(THE PROBLEM)
Copy every line of the data below word for word.

— Start SUPPLIED DATA —

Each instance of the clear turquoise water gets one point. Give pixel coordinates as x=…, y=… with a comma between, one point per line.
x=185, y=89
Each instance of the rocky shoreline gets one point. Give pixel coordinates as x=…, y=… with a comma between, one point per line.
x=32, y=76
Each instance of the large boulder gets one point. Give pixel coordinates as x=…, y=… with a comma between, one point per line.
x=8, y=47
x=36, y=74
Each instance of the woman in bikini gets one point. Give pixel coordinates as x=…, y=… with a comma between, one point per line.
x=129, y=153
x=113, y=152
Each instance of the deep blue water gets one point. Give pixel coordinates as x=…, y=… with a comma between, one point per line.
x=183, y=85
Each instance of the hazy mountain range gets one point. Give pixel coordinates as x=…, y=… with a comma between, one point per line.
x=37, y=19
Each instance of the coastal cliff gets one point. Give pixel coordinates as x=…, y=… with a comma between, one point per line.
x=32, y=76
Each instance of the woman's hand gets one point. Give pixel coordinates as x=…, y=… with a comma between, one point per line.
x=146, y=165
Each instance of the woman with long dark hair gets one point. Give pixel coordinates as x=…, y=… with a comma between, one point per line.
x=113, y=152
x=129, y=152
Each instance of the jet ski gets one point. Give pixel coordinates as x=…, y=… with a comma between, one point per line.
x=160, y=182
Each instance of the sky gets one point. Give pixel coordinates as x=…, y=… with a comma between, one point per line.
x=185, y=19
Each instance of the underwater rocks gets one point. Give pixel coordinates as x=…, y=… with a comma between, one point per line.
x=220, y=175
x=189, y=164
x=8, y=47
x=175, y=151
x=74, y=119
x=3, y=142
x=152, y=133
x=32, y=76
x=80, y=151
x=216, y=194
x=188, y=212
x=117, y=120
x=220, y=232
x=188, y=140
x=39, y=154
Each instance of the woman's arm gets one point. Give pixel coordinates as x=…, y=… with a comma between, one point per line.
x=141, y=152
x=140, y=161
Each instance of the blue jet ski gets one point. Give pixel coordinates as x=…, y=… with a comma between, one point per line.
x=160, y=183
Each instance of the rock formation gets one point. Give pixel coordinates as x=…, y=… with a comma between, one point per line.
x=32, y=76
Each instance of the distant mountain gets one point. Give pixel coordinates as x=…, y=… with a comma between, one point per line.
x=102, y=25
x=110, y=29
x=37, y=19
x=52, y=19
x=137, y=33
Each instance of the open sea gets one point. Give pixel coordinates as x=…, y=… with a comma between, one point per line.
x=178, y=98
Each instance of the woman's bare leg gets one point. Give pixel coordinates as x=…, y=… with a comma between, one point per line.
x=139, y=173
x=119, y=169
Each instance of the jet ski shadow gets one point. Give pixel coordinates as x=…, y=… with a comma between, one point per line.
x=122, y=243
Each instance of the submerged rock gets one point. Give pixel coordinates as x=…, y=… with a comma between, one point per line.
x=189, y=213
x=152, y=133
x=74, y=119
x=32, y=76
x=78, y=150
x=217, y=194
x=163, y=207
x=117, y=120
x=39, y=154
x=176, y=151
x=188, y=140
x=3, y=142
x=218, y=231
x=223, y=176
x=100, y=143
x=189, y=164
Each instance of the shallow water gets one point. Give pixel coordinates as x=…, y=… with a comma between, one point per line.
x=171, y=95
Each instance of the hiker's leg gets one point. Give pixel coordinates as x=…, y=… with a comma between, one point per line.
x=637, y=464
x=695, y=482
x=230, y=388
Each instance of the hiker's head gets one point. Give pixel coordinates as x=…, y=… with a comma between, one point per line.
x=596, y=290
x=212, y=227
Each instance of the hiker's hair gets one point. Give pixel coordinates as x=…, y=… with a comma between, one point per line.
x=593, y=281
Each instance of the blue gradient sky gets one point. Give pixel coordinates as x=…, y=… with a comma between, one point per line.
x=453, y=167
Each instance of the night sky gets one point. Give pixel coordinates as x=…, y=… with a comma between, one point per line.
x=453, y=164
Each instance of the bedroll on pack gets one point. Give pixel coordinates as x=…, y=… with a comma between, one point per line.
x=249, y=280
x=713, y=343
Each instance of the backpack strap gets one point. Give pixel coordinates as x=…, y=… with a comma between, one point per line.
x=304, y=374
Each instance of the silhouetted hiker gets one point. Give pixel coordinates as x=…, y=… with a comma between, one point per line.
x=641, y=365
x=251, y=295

— End SUPPLIED DATA —

(RESPONSE TO THE EXERCISE)
Each instance of the clear turquoise water gets one point. Give pixel coordinates as x=…, y=… with a comma between, one point per line.
x=185, y=89
Each instance of the rocky shoreline gets one point. Give pixel coordinates as x=…, y=… with a comma between, one point per line.
x=32, y=76
Each instance of the large boulder gets one point. Give pixel coordinates as x=…, y=… with a comma between, one point per line.
x=8, y=47
x=36, y=74
Each instance of the woman in bikini gets one point. Give pixel coordinates as x=…, y=… with a comma between, one point per line.
x=129, y=153
x=113, y=152
Each instance of the deep blue water gets one point. Give pixel coordinates as x=…, y=… with a comma between, one point per line.
x=183, y=85
Each instance of the hazy mountain range gets one point. Give pixel coordinates as x=…, y=… with a comma between, one point per line.
x=37, y=19
Each instance of the coastal cliff gets one point. Give pixel coordinates as x=…, y=… with a comma between, one point per line.
x=32, y=76
Each instance of the woman's hand gets one point. Give pixel coordinates as x=…, y=… with a comma between, one point per line.
x=146, y=165
Each instance of the woman with long dark hair gets one point. Give pixel coordinates as x=…, y=… with a comma between, one point per line.
x=113, y=152
x=129, y=152
Each instance of the jet ski gets one point. Give pixel coordinates as x=…, y=… with a comma between, one point per line.
x=160, y=182
Each instance of the sky gets one point. Give pixel coordinates as x=…, y=… with a comma between, one point per line.
x=185, y=19
Each instance of the underwater rocks gets one point. Give pixel coordinates as x=…, y=… with a comma between, one point per line.
x=220, y=175
x=189, y=164
x=8, y=47
x=175, y=151
x=74, y=119
x=3, y=142
x=152, y=133
x=32, y=76
x=80, y=151
x=216, y=194
x=188, y=212
x=117, y=120
x=220, y=232
x=188, y=140
x=39, y=154
Each instance of the woman's arm gets one point. Give pixel coordinates as x=…, y=… with a comma between, one point per line.
x=141, y=152
x=140, y=161
Each instance of the blue jet ski gets one point. Give pixel coordinates as x=…, y=… with a comma between, one point per line.
x=160, y=183
Each instance of the rock formation gets one point. Give pixel coordinates as x=…, y=… with a comma between, one point per line.
x=32, y=76
Each instance of the distant mountain gets one point. Give pixel coordinates as x=…, y=… with a comma between, one point per line.
x=102, y=25
x=110, y=29
x=37, y=19
x=52, y=19
x=137, y=33
Each instance of the open sea gets one point. Give pixel coordinates as x=…, y=… with a comma between, one point per line.
x=178, y=98
Each instance of the woman's bare leg gets one point. Give pixel coordinates as x=…, y=… with a comma between, one point per line.
x=139, y=173
x=119, y=169
Each instance of the jet ski shadow gets one point. Give pixel coordinates as x=…, y=… with a comma between, one point per line.
x=122, y=243
Each instance of the submerged rock gets one point. Give pixel coordinates as x=…, y=… with a comma between, one point per line.
x=189, y=213
x=152, y=133
x=74, y=119
x=32, y=76
x=78, y=150
x=217, y=194
x=163, y=207
x=117, y=120
x=39, y=154
x=176, y=151
x=188, y=140
x=3, y=142
x=218, y=231
x=223, y=176
x=100, y=143
x=189, y=164
Each instance of the shallow water gets one point. Give pixel coordinates as x=…, y=… with a comma between, one point per line.
x=171, y=95
Each instance of the hiker's leg gets one point. Give pixel coordinates as x=…, y=… with a comma between, one point per line.
x=637, y=464
x=695, y=482
x=230, y=388
Each instance of the hiker's head gets one point. Give pixel coordinates as x=…, y=… with a comma between, one point per line.
x=596, y=290
x=212, y=227
Each instance of the hiker's hair gets one point. Give pixel coordinates as x=…, y=… with a comma between, one point per line.
x=593, y=281
Each instance of the blue gradient sky gets one point. Give pixel coordinates as x=…, y=… with a comma between, one point per line.
x=453, y=167
Each instance of the night sky gets one point. Give pixel coordinates as x=…, y=… with a comma between, one point per line.
x=453, y=164
Each instance of the bedroll on pack gets one point. Give pixel coordinates as x=…, y=… with a comma between, one point per line.
x=249, y=280
x=713, y=343
Each instance of the backpack strap gets one point. Give pixel coordinates as x=…, y=… with a comma between, one point per line.
x=304, y=374
Each instance of the silhouetted hiker gets one point. Give pixel coordinates as x=…, y=… with a comma between, one point per line.
x=641, y=365
x=251, y=295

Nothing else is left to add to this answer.